*** Source data ***

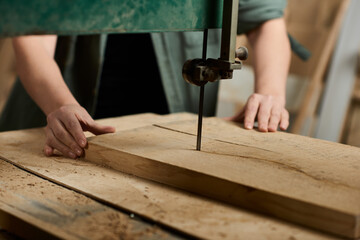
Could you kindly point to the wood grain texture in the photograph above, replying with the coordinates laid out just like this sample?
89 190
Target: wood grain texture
34 208
307 181
188 213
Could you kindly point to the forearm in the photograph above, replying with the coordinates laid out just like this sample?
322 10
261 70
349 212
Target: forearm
39 72
271 57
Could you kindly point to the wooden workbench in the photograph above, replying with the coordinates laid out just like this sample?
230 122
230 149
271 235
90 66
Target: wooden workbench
55 197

***

Given problem — Reproduce the material above word for word, leaving out the pictures.

The result —
Could you kindly point to the wood grain texture in the photograph above, replying with the coordinates laid out just like this sample?
89 190
Target: wood grain texture
34 208
307 181
188 213
Could you kindly point to the forearm in the photograph above, replying with the coordinates laid out just like this sample?
322 10
261 70
349 212
Target: forearm
39 72
271 57
Could you kindly point to the wooden workbench in the photograph above, replying with the coordinates laid out just like this sample?
230 122
230 149
271 235
90 66
Target: wooden workbench
55 197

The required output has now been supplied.